## THE PROBLEM
Reproduce without any change the lines below that run from the one containing "target | jeep hood" through the final line, including both ends.

(Dataset rows showing where objects appear)

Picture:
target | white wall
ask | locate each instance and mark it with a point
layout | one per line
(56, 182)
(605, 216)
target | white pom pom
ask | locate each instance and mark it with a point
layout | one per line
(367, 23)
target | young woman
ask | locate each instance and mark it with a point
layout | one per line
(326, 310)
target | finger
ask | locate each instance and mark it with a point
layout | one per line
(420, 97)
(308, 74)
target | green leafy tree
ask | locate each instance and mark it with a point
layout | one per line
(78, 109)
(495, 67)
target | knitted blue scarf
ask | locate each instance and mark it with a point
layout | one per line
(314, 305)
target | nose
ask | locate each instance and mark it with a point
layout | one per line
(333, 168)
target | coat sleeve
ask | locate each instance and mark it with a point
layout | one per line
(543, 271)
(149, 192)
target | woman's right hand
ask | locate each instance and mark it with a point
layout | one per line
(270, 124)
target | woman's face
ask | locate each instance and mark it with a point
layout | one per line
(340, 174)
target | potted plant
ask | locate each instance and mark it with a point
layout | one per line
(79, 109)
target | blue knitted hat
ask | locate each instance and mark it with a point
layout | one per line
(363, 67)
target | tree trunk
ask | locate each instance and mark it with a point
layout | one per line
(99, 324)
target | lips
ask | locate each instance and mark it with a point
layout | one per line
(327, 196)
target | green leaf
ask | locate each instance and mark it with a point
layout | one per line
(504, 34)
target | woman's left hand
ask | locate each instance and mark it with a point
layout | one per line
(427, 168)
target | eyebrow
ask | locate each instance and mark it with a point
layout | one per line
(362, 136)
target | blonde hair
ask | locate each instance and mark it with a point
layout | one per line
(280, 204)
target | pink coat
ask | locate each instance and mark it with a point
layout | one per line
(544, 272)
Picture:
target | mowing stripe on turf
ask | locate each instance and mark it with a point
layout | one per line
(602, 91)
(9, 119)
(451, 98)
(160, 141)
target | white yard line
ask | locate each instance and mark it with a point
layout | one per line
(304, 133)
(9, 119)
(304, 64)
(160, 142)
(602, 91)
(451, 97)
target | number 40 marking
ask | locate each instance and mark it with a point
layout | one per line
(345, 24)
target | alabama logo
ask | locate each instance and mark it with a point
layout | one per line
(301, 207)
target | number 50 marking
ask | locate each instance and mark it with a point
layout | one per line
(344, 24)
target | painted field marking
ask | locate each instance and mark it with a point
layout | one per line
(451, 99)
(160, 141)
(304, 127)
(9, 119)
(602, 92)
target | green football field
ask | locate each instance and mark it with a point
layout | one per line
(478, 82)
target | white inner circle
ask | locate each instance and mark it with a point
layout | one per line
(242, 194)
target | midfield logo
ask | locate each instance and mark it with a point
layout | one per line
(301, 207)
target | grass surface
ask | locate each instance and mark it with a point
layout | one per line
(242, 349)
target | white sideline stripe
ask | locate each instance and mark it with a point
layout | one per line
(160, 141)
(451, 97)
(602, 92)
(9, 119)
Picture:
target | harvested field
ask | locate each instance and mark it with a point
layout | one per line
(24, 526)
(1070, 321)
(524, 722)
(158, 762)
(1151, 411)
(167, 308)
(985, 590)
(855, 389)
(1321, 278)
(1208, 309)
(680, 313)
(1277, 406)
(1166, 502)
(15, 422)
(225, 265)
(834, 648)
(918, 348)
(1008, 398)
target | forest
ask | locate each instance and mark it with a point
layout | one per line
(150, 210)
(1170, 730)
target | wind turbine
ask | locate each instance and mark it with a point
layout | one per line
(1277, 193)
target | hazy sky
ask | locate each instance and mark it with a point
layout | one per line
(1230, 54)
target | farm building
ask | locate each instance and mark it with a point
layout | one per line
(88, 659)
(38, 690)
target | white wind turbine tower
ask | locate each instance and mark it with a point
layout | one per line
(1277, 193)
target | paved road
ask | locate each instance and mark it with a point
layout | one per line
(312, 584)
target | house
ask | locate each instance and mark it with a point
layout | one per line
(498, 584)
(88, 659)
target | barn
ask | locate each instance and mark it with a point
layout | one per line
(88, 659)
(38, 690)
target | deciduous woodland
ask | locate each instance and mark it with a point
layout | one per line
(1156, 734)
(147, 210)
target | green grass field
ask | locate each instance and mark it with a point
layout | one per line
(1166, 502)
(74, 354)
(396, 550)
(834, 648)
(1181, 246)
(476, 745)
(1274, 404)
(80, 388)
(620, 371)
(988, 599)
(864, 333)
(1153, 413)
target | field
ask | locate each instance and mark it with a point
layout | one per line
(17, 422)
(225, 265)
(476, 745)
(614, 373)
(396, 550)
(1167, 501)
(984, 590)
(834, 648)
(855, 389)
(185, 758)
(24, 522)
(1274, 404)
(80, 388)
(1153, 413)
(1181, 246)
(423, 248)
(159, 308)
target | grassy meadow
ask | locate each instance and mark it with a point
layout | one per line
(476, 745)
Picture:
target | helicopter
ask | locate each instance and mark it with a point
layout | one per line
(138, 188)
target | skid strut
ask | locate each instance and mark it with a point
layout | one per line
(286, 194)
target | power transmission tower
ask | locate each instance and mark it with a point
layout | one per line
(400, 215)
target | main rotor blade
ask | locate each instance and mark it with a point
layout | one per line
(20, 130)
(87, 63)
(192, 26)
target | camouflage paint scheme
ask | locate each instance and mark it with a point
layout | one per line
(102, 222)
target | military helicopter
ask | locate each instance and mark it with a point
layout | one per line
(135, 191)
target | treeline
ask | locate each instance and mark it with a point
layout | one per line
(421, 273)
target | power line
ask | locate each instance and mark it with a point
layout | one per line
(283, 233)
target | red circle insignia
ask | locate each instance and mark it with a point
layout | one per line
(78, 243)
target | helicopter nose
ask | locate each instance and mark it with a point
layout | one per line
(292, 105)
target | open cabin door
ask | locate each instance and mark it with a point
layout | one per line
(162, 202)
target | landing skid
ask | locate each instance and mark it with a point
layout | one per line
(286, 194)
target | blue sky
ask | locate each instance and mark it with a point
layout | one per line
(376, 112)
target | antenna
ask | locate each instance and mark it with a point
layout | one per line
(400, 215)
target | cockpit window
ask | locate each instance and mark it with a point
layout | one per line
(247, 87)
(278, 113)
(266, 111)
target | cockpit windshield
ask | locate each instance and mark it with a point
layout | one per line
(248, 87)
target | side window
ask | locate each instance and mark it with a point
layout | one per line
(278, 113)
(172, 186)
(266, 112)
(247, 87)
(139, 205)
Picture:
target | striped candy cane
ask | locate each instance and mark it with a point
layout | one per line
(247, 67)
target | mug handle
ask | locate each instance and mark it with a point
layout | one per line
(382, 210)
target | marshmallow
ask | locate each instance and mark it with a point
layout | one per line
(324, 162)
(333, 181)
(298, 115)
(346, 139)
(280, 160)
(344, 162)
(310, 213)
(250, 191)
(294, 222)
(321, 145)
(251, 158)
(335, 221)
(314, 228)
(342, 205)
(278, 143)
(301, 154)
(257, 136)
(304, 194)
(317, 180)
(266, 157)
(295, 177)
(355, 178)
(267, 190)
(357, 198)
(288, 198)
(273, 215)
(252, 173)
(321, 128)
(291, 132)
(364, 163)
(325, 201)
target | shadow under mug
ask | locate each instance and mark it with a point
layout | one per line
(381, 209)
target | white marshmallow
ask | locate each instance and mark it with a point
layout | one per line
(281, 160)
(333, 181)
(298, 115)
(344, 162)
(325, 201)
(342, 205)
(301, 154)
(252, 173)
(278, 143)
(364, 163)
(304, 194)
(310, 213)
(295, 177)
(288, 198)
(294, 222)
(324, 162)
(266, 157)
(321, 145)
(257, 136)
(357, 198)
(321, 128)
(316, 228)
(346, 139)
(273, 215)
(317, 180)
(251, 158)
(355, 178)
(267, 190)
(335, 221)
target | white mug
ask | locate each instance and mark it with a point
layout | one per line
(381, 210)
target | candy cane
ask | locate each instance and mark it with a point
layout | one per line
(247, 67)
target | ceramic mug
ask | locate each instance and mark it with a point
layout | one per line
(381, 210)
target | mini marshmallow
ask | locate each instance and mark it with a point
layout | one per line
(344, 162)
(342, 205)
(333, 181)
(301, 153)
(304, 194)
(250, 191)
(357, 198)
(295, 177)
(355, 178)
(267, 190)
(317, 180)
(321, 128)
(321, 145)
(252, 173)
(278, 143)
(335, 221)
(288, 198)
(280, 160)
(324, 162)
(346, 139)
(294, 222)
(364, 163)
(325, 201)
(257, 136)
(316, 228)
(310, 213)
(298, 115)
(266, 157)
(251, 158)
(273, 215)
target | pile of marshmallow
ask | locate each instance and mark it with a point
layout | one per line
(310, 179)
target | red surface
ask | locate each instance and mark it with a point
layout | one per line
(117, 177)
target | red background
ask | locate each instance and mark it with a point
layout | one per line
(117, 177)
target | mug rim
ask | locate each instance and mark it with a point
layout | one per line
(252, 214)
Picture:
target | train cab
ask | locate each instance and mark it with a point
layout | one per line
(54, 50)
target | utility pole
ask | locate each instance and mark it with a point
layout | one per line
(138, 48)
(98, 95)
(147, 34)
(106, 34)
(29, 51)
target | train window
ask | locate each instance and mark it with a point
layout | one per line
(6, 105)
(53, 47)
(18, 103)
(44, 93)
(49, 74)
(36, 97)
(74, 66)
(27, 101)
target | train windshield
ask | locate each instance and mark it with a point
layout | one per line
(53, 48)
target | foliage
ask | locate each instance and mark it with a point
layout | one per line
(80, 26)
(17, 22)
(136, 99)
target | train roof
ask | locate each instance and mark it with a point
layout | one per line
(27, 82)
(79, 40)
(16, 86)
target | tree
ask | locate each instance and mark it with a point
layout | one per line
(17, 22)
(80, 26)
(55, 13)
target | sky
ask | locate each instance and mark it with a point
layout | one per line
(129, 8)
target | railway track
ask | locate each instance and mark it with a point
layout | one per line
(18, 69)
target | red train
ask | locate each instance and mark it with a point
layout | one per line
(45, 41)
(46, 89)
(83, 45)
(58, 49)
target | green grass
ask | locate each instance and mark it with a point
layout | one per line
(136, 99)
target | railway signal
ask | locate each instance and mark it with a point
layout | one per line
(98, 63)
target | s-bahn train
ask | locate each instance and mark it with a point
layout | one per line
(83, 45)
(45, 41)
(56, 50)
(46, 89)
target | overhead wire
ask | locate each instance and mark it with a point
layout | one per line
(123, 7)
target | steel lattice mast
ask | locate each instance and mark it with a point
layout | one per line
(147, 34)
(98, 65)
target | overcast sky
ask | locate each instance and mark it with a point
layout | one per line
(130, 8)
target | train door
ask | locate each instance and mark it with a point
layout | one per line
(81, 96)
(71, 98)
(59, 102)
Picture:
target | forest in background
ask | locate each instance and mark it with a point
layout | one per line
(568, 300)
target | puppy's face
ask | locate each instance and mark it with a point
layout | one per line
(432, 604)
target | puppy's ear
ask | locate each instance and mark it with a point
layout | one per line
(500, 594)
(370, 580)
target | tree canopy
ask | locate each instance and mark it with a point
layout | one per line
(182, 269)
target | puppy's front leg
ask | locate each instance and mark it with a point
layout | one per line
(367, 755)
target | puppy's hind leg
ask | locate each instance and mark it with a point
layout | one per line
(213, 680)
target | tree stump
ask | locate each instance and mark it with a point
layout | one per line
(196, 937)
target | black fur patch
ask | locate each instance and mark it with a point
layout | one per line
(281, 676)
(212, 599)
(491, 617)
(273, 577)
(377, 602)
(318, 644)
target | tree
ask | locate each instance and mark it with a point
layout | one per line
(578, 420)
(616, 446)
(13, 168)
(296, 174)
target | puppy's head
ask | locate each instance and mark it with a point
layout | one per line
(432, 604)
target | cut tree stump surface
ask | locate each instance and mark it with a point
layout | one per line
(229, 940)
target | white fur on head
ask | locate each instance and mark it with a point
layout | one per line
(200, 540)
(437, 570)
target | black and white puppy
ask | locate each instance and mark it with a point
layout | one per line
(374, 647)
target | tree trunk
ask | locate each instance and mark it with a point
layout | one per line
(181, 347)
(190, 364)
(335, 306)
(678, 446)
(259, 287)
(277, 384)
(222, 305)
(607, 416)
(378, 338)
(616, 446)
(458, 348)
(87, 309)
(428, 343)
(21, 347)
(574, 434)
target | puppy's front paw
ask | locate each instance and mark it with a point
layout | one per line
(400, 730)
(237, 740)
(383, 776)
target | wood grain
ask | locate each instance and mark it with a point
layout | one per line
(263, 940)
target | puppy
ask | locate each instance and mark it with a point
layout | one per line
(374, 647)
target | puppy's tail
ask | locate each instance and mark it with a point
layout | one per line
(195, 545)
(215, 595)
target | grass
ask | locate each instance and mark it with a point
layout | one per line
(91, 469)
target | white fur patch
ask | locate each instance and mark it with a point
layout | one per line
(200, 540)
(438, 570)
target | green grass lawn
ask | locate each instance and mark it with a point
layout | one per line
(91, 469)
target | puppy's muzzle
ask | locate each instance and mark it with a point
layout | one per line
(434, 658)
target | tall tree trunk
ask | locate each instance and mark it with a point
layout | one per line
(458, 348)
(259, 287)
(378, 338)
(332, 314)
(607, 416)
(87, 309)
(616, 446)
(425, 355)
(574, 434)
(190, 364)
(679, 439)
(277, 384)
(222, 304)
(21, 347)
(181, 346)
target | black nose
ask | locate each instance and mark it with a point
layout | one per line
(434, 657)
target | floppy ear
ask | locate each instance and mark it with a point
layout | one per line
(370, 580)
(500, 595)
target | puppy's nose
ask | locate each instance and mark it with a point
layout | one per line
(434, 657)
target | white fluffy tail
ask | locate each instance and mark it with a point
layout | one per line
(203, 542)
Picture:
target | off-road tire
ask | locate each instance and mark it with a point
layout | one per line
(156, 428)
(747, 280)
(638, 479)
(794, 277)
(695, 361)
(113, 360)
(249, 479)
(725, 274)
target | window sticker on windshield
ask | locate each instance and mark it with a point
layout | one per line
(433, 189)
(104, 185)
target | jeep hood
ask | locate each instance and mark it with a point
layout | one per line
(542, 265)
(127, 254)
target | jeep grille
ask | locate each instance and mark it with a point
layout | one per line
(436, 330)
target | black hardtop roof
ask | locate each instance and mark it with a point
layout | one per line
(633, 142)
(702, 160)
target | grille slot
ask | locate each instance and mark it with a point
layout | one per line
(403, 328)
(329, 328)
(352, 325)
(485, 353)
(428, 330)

## OUTPUT FOR THIS EXERCISE
target | jeep hood
ask | locate each instance and mark it with a point
layout | one per line
(542, 265)
(127, 254)
target | jeep grille
ask | locate each instance and mark it with a point
layout | one per line
(436, 330)
target | black hardtop roof
ask | locate each instance and mark it with a point
layout | one per line
(633, 142)
(702, 160)
target | grille slot
ask | locate each instance and mark it with a point
layout | one per line
(403, 328)
(329, 328)
(352, 325)
(485, 353)
(428, 330)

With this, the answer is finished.